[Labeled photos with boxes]
____________________

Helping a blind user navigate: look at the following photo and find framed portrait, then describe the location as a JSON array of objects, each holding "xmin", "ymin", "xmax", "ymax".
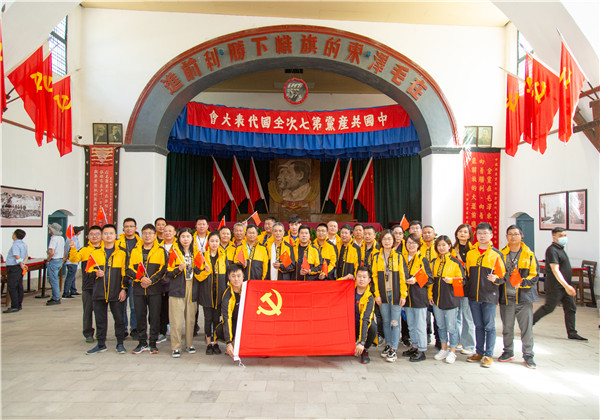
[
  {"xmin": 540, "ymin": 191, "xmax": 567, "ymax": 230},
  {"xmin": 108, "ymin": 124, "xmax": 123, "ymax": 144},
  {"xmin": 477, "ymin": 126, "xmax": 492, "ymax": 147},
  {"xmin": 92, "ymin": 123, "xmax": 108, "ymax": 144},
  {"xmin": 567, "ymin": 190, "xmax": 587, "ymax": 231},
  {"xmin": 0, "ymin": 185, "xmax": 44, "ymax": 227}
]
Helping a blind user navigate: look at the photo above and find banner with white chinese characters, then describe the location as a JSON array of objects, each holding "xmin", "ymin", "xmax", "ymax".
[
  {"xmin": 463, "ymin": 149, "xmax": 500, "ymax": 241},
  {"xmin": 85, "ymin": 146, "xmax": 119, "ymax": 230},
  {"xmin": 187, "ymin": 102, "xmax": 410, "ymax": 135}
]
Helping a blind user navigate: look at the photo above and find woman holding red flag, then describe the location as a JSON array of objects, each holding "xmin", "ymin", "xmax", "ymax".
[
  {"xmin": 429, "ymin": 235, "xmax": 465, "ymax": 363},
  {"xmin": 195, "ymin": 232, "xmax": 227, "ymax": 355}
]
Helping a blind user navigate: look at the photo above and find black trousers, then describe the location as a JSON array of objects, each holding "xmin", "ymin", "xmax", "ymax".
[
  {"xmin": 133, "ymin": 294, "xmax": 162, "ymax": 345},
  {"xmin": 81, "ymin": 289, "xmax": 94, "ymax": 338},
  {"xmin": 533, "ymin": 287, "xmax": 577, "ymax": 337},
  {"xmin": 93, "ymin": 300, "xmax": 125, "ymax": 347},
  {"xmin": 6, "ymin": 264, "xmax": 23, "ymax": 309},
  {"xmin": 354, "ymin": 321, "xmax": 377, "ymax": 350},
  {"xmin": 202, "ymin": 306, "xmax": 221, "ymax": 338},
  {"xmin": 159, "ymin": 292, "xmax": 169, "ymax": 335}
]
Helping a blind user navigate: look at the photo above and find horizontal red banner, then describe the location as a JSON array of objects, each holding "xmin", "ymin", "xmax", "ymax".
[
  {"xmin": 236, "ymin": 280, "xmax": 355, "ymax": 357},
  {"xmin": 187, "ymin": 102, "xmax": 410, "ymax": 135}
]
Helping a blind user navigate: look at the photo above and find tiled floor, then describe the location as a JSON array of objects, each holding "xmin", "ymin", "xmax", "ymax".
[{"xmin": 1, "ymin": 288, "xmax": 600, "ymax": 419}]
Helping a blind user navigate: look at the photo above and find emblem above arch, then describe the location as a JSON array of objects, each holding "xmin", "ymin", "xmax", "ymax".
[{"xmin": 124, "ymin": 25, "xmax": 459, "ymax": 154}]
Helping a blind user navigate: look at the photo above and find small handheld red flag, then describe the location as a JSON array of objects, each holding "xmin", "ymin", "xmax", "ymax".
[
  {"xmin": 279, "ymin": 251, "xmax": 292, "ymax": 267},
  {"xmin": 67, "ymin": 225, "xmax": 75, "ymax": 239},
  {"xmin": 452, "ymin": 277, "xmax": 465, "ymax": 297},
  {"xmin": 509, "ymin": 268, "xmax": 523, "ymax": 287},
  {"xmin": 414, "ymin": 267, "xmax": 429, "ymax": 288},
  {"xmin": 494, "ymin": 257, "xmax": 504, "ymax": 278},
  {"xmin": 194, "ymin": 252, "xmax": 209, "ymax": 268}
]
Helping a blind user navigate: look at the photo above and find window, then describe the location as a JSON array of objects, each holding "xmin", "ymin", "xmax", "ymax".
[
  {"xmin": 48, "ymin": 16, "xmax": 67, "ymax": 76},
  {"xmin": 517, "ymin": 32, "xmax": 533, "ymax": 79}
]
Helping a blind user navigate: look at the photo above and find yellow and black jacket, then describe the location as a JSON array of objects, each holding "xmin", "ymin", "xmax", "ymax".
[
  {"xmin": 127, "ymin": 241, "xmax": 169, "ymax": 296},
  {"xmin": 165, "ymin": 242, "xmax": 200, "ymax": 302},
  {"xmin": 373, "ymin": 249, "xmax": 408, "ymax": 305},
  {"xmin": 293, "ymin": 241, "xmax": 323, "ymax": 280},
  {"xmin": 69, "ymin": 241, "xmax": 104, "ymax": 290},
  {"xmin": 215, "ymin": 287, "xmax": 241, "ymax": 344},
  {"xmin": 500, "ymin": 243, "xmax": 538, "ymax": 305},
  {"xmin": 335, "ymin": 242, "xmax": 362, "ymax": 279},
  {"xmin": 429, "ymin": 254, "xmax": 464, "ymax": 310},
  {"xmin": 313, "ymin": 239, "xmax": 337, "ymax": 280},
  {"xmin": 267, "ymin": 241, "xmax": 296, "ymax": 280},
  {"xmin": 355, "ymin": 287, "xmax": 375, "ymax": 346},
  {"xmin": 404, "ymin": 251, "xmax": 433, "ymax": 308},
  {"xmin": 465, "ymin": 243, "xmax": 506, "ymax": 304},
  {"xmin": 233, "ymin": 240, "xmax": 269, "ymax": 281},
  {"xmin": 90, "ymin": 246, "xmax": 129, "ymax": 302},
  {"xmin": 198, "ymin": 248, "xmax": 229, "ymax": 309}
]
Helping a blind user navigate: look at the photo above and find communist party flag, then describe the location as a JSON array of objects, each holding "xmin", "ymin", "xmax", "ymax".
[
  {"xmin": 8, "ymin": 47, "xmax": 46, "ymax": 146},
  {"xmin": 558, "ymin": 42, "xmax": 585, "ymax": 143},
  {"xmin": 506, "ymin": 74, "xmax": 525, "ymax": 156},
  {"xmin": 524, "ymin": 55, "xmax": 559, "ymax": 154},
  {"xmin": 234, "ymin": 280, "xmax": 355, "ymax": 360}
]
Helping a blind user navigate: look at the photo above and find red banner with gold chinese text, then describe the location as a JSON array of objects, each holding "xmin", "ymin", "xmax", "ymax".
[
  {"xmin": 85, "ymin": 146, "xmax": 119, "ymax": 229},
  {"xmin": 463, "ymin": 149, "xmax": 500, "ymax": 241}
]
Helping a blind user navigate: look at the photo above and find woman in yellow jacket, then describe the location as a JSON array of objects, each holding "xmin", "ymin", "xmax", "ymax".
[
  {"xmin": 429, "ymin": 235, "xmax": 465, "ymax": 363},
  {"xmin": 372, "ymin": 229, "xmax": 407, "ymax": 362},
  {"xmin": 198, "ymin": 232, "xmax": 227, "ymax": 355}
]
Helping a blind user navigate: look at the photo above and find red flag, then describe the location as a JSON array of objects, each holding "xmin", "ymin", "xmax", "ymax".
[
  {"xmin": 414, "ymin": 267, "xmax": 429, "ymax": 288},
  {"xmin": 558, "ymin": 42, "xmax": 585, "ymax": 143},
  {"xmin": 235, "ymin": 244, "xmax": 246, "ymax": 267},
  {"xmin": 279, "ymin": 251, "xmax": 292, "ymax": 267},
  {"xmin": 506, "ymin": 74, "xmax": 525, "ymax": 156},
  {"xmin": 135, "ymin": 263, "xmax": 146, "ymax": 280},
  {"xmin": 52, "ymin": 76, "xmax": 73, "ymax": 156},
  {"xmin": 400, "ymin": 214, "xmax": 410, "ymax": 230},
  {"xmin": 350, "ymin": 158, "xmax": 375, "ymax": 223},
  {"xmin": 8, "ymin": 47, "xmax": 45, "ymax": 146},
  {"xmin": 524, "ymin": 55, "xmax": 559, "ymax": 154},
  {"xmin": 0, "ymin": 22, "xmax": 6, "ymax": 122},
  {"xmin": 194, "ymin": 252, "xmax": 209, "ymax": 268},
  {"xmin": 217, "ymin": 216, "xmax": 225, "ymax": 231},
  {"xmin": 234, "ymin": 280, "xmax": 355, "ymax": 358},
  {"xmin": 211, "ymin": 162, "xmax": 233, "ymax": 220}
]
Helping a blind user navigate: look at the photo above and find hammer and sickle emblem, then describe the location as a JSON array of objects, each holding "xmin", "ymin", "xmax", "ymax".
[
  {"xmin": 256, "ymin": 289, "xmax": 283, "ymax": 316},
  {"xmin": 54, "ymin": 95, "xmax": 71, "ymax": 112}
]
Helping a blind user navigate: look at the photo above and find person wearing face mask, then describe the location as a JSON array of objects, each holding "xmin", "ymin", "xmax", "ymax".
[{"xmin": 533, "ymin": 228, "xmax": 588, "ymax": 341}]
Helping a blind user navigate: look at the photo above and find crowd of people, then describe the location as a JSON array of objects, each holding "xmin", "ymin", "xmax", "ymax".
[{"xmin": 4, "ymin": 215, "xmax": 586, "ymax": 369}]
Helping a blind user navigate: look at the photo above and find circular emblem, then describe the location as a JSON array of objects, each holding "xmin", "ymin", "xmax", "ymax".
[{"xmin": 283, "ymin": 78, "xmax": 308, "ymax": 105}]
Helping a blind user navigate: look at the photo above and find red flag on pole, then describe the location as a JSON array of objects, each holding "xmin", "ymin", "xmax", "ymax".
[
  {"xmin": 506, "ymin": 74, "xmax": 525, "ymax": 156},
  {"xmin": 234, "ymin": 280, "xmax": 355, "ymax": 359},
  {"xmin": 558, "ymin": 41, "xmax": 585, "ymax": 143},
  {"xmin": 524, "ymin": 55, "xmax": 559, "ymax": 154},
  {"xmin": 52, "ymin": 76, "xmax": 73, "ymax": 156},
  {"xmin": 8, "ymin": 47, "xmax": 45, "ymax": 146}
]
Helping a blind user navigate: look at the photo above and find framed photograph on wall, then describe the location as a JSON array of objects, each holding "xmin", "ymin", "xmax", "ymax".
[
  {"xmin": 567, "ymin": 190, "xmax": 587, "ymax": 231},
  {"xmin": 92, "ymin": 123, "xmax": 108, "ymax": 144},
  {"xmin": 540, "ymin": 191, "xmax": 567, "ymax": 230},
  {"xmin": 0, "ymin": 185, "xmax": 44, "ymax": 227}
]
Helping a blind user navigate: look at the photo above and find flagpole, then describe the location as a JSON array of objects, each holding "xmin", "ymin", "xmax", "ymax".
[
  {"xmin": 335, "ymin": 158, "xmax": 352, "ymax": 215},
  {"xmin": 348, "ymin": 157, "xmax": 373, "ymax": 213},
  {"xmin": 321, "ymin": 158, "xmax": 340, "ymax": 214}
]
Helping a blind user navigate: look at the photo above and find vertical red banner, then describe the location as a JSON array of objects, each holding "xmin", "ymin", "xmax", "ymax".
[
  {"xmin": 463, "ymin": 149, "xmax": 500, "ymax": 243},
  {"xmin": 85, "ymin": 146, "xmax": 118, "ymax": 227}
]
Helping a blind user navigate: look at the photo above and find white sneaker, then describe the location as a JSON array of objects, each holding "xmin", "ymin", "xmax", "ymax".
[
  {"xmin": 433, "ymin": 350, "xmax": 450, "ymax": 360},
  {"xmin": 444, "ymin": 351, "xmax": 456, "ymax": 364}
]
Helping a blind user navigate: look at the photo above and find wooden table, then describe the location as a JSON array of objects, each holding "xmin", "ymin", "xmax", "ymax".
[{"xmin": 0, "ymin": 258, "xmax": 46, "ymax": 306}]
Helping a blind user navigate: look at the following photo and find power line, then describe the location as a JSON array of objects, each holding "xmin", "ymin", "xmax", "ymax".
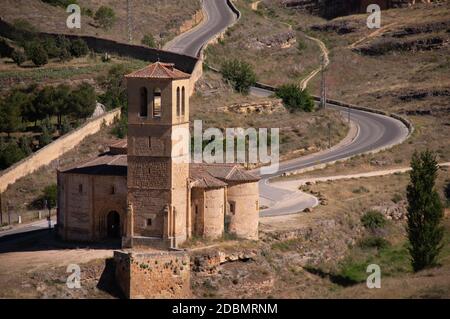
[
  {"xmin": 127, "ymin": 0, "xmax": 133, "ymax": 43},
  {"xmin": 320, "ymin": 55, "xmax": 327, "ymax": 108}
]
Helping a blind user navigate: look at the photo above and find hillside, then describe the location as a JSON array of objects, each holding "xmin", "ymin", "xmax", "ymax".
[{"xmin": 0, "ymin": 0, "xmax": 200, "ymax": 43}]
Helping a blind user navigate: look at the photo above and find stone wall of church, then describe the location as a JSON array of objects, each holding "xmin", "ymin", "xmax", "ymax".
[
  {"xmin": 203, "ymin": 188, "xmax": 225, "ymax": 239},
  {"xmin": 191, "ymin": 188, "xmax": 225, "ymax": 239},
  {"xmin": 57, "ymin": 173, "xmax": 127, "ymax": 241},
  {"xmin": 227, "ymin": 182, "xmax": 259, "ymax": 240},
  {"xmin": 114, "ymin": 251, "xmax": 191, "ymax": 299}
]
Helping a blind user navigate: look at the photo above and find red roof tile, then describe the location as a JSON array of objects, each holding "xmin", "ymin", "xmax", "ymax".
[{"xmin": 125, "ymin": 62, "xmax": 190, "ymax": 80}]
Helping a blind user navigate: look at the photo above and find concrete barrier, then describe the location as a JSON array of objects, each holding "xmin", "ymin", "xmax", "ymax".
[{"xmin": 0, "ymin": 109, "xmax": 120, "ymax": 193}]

____________________

▶ **Work required**
Echo the rows verbatim, covering the stretch from the line containing "find hillside, then" through the end of the rows.

▶ **Written solution**
Helping a blind user navigate: look at the photo above and find hillside, then describe the location as a JSON array of objects, each holding "xmin", "ymin", "xmax", "ymax".
[{"xmin": 0, "ymin": 0, "xmax": 200, "ymax": 43}]
Helping a blind user navigate: look at the photo above and find stone wall of church, then describe the location as a JSON array of objects, each holding "xmin", "ymin", "xmax", "ymax".
[
  {"xmin": 203, "ymin": 188, "xmax": 225, "ymax": 239},
  {"xmin": 191, "ymin": 188, "xmax": 225, "ymax": 239},
  {"xmin": 57, "ymin": 173, "xmax": 127, "ymax": 241},
  {"xmin": 227, "ymin": 182, "xmax": 259, "ymax": 240},
  {"xmin": 114, "ymin": 251, "xmax": 191, "ymax": 299}
]
Helping a blind user navigate: look at the photo above and find red roof tile, then describe the location as a JSON array of objects, each holding "xmin", "ymin", "xmax", "ymax".
[{"xmin": 125, "ymin": 62, "xmax": 190, "ymax": 80}]
Helping a blind user navigate: look at the photo above and find concrete barrier, then describe the location as a JSON array of objects, each holding "xmin", "ymin", "xmax", "ymax".
[{"xmin": 0, "ymin": 109, "xmax": 120, "ymax": 193}]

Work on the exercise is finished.